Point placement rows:
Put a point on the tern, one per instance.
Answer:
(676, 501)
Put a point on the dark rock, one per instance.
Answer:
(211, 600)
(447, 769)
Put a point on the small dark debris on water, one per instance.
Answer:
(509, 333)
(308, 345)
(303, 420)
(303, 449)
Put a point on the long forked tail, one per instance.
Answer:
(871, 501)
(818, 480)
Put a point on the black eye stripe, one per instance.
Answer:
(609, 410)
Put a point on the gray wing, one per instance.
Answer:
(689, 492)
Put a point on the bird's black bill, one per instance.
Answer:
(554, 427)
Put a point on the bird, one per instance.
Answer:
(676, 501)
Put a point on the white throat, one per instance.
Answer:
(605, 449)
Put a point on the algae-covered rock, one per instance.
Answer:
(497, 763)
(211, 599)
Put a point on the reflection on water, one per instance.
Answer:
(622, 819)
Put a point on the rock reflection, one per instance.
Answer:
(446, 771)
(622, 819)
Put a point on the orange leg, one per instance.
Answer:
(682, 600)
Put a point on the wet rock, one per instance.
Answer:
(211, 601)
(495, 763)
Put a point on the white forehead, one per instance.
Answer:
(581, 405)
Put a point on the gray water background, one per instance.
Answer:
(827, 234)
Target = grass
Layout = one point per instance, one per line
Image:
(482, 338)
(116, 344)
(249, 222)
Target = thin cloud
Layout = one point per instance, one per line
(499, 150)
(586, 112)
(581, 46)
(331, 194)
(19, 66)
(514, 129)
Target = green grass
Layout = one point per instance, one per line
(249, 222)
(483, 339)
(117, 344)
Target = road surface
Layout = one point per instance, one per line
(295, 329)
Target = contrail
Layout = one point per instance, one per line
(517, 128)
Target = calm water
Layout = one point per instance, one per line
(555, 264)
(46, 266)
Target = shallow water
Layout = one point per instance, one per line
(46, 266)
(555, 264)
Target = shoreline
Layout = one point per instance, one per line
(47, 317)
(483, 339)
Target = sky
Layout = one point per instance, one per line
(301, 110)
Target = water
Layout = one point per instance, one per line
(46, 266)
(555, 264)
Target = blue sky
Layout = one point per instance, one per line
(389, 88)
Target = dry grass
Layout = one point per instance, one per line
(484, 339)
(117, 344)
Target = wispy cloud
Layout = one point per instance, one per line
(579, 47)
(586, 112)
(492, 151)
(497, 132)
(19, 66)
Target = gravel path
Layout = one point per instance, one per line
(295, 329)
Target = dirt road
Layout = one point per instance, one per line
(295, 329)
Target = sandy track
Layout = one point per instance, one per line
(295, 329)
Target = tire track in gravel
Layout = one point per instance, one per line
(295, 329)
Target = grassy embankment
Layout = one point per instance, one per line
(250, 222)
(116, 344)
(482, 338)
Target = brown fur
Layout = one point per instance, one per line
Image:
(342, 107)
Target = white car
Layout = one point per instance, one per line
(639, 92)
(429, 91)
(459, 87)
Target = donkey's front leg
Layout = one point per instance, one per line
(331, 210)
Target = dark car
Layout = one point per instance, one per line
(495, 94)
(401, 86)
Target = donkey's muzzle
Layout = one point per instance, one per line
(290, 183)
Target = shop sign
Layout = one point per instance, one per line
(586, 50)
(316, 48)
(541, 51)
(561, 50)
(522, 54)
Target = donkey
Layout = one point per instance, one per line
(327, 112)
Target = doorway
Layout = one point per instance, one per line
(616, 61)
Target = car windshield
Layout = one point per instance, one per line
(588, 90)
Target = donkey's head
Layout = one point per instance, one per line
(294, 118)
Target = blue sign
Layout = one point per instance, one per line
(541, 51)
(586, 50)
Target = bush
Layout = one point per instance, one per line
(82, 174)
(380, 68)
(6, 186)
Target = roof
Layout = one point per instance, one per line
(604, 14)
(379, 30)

| Exercise description |
Switch each "Layout" in the rows above to "Format", then write out all the rows again with nothing else changed.

| Solution for this exercise |
Put a point on the tern, one per instance.
Answer:
(676, 501)
Put a point on the dark rock, one per instance.
Answer:
(211, 600)
(447, 769)
Put a point on the small dark debris on water, one per instance.
Answer:
(509, 333)
(308, 345)
(303, 420)
(303, 449)
Put a point on the long forked tail, one per instance.
Answer:
(871, 501)
(818, 480)
Put a point on the black eye stripe, one per instance.
Answer:
(609, 410)
Put a point on the gray wing, one per instance.
Answer:
(689, 492)
Put a point on the bird's black bill, one per instance.
Answer:
(554, 427)
Put a point on the bird, one per instance.
Answer:
(676, 501)
Put a point on the white throat, one per instance.
Answer:
(605, 449)
Put a point on the algae-covered rock, one per instance.
Answer:
(497, 763)
(211, 599)
Put a point on the reflection on water, one per instance.
Answer:
(622, 819)
Put a point on the rock reflection, one per instance.
Answer:
(446, 771)
(622, 819)
Put a point on the orange leg, one per instance.
Answer:
(682, 600)
Put a point on the wet rock, one per instance.
Answer:
(211, 601)
(495, 763)
Put a point on the white forehead, one per instance.
Answer:
(581, 405)
Put a point on the gray water background, one per instance.
Answer:
(827, 234)
Target = grass
Format = one point per instance, one per line
Image:
(482, 338)
(116, 344)
(249, 222)
Target = thin cloud
Format = one point per instance, one per line
(499, 150)
(586, 112)
(581, 46)
(331, 194)
(19, 66)
(514, 129)
Target = green grass
Format = one point per instance, one per line
(249, 222)
(483, 339)
(117, 344)
Target = road surface
Format = one point per instance, one per line
(295, 329)
Target = contrail
Format = one point per instance, one per line
(517, 128)
Target = calm water
Format = one point per instance, one per line
(555, 264)
(46, 266)
Target = shallow water
Format = one point per instance, one per line
(46, 266)
(555, 264)
Target = shoreline
Format = one point per instance, one per line
(47, 317)
(483, 339)
Target = sky
Format = one point per instance, one per line
(301, 110)
Target = water
Format = one point per instance, one per line
(46, 266)
(555, 264)
Target = blue sky
Format = one point per instance, one per line
(389, 88)
Target = dry grass
Format = one point per instance, one per line
(484, 339)
(117, 344)
Target = wispy cloud
Format = one point per instance, one per line
(579, 47)
(586, 112)
(492, 151)
(497, 132)
(19, 66)
Target = gravel path
Format = one point per instance, one per line
(295, 329)
Target = dirt road
Format = one point per instance, one per line
(295, 329)
Target = sandy track
Format = one point per instance, one per line
(295, 329)
Target = tire track in gravel
Format = one point per instance, one per line
(295, 329)
Target = grassy embankment
Format = one point per instance, one per line
(250, 222)
(116, 344)
(482, 338)
Target = brown fur
Format = one point per instance, one per line
Image:
(342, 107)
Target = white car
Format = one point per instance, one per line
(639, 92)
(429, 91)
(459, 87)
Target = donkey's front leg
Format = one point per instance, one per line
(331, 210)
Target = dark car
Format = one point per instance, one per line
(495, 94)
(401, 86)
Target = donkey's muzzle
Format = one point per instance, one per line
(290, 183)
Target = shop sign
Format = one point per instance, one per line
(586, 50)
(316, 48)
(541, 51)
(561, 50)
(522, 54)
Target = donkey
Format = one point per instance, one per line
(327, 112)
Target = doorway
Format = one point per instance, one per line
(616, 61)
Target = car windshield
Format = one point per instance, one per line
(588, 90)
Target = donkey's head
Format = one point per instance, one per line
(294, 118)
Target = blue sign
Format = one point per instance, one per line
(541, 51)
(586, 50)
Target = bush
Format = one point per instance, one per line
(82, 174)
(380, 68)
(6, 186)
Target = roof
Format = one point per instance, one per line
(604, 14)
(379, 30)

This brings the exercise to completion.